**EXERCISE GOAL**
Go through the lines below and transcribe each one exactly.

━━ DATASET RECORDS

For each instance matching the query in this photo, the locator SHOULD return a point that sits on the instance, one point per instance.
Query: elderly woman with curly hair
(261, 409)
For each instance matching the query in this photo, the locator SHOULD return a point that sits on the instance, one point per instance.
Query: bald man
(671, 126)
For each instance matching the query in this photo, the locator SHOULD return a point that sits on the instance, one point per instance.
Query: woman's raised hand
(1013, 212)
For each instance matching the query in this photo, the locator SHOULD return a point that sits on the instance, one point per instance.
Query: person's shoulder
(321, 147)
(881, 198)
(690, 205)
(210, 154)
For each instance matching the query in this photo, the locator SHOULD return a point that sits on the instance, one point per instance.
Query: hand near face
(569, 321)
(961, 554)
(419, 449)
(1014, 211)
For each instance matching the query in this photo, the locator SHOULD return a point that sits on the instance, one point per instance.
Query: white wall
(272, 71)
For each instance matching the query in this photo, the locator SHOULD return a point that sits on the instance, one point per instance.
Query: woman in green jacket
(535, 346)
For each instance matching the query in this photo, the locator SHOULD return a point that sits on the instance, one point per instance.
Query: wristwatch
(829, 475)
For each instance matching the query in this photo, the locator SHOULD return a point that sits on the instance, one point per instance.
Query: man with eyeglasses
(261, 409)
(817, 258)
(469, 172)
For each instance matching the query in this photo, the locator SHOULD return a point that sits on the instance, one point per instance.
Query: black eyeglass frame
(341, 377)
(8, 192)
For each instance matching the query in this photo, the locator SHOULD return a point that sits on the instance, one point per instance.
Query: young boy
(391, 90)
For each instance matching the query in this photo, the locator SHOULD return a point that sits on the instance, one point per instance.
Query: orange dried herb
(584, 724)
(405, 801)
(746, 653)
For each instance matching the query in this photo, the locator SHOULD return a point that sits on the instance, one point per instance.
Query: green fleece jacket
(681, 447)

━━━━

**RESPONSE**
For each instance matching the query in this photo, the locator SHOULD return a point that sits on the instance, one point per instance.
Query: elderly woman with curly hair
(261, 409)
For each instance matching the query in this photo, the locator SHOULD return a point that sits on the instance, one point per instance.
Query: bald man
(671, 126)
For each instance matching the query in this photo, the locator SHOULD return a point that sits on the instance, one point per instance.
Query: woman's raised hand
(1013, 212)
For each instance matching the query in this photo, the locator SHOULD return a point that sits on the instance, one point per instance.
Query: person's shoulder
(321, 147)
(881, 198)
(690, 205)
(210, 154)
For each instance matching the query in this photo, the locator SHOULD return a point that sits on the instance, one point per instance.
Query: hand near face
(569, 321)
(961, 554)
(419, 449)
(1014, 211)
For each instance matching the query in this photo, the locator SHOULD return a point that sits on the instance, one point per instance.
Query: white wall
(272, 71)
For each instance matching the query in this photo, the locator SHOULD return a point that sits on the instance, one point per instance.
Query: woman in green jacket
(535, 346)
For each instance matching the query in this photo, the locator SHOULD return a point that sits on the instance, one point per instance.
Query: wristwatch
(829, 475)
For each instance matching the query in this photo, the locator SHOULD return a point that sits on the instance, one point per instance.
Query: man with eyeglasses
(261, 409)
(817, 258)
(469, 172)
For each instance matching the query in this photo, the locator SHOULD return a point that sits on the instance, one point per instance.
Query: black eyeglass frame
(341, 377)
(8, 192)
For each instance matching the query in this photo, the locator SHOULD return a point that sits on the instance, one point per instance.
Query: young boy
(391, 90)
For each instance matching the query in this photo, the locator SHOULD return a point that sits on the instance, one point per instance.
Query: orange dried herb
(584, 724)
(405, 801)
(746, 653)
For each instance matching the query in this photo, the locator SHOULD return a point that sits on the instance, one point per instance.
Query: green fleece jacket
(681, 447)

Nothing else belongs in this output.